-- Start Data for the task --
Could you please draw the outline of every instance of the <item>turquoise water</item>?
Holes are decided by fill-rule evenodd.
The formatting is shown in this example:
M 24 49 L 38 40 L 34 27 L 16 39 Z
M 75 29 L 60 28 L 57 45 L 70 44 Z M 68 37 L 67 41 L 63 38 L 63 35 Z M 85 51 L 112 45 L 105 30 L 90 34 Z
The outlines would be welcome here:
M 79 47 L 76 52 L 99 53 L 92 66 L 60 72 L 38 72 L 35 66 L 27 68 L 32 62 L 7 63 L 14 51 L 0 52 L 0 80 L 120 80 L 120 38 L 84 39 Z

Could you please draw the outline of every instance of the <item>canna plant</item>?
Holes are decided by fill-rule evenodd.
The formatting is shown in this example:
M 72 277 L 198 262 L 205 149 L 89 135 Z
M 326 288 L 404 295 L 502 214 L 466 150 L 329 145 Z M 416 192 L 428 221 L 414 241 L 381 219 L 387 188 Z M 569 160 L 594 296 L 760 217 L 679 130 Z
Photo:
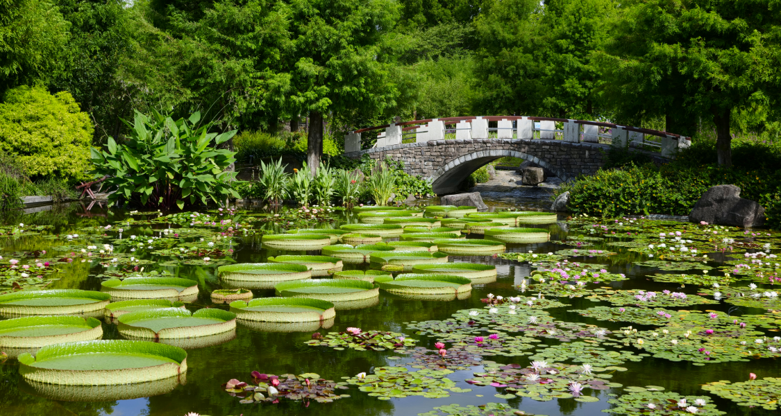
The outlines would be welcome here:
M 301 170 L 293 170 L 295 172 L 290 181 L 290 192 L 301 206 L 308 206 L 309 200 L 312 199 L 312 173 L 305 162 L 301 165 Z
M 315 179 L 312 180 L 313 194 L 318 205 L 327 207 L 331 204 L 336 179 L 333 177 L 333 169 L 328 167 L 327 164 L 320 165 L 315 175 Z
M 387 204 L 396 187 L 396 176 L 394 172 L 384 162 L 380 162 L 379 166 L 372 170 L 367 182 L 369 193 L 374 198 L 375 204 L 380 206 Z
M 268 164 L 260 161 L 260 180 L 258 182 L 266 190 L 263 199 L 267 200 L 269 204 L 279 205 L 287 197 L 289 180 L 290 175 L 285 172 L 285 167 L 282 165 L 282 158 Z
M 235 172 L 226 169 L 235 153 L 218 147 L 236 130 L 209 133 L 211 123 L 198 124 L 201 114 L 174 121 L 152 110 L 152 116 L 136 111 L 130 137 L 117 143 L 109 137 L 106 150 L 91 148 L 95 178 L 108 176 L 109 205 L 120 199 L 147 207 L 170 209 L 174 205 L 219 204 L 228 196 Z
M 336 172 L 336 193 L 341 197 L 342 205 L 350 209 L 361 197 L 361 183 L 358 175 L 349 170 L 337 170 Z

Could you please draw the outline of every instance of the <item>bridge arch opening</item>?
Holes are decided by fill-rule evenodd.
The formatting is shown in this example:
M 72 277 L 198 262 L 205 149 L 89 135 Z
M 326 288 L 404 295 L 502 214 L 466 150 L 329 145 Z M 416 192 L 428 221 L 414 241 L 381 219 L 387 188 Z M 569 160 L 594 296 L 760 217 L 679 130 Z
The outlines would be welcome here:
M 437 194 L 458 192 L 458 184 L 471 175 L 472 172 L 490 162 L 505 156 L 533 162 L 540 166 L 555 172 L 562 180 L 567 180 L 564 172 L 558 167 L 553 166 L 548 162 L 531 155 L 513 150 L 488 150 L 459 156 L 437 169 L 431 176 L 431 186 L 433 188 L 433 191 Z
-- End Data for the task --
• Goal of the exercise: Please repeat the items from the start through the line containing "M 336 172 L", inclusive, shifting every outline coordinate in the answers by adding 26 to it. Leave the pictures out.

• Exercise output:
Could you please draw the outline of every instance of the <item>turquoise water</item>?
Holes are decided by fill-rule evenodd.
The formatting is shown in this example:
M 24 49 L 38 40 L 34 27 L 16 39 Z
M 75 29 L 60 28 L 57 45 L 70 44 Z M 68 37 L 67 41 L 63 38 L 63 35 Z M 85 51 L 112 45 L 105 30 L 90 34 Z
The outlines would be welcome here:
M 105 73 L 102 78 L 125 79 L 118 92 L 86 98 L 64 98 L 61 92 L 53 94 L 58 88 L 33 89 L 40 77 L 26 78 L 26 106 L 146 106 L 146 64 L 110 65 Z

Could you please draw the outline of every instance of the <item>canna plant</item>?
Holes are decided by fill-rule evenodd.
The formatting is shown in this example:
M 72 277 L 198 262 L 205 149 L 89 135 Z
M 326 288 L 404 295 L 502 214 L 466 150 L 329 145 Z M 416 192 L 428 221 L 414 241 L 381 219 L 387 188 Z M 569 160 L 594 296 L 760 217 L 679 130 Z
Photo:
The outlines would be welcome here:
M 327 196 L 319 196 L 321 198 L 316 207 L 316 218 L 327 232 L 334 232 L 335 226 L 338 225 L 338 199 L 331 188 L 327 191 Z
M 341 205 L 338 206 L 339 220 L 344 231 L 353 233 L 357 230 L 362 205 L 359 203 L 359 195 L 354 193 L 353 190 L 346 191 L 341 201 Z
M 413 230 L 422 213 L 422 202 L 420 198 L 410 188 L 406 188 L 405 192 L 398 196 L 393 208 L 395 219 L 400 224 L 401 230 L 406 232 Z
M 294 190 L 286 187 L 286 206 L 284 208 L 292 216 L 289 225 L 293 226 L 295 230 L 305 231 L 313 223 L 315 206 L 316 201 L 311 198 L 311 193 L 308 191 L 308 184 Z
M 261 198 L 252 195 L 261 179 L 244 173 L 262 156 L 235 159 L 237 149 L 224 150 L 227 140 L 200 147 L 178 136 L 178 142 L 162 137 L 156 163 L 143 169 L 135 163 L 132 176 L 117 174 L 121 204 L 134 202 L 135 231 L 146 225 L 173 233 L 196 235 L 200 231 L 245 230 L 254 222 Z
M 362 198 L 362 219 L 367 223 L 368 231 L 376 235 L 387 223 L 387 209 L 384 201 L 375 196 L 363 196 Z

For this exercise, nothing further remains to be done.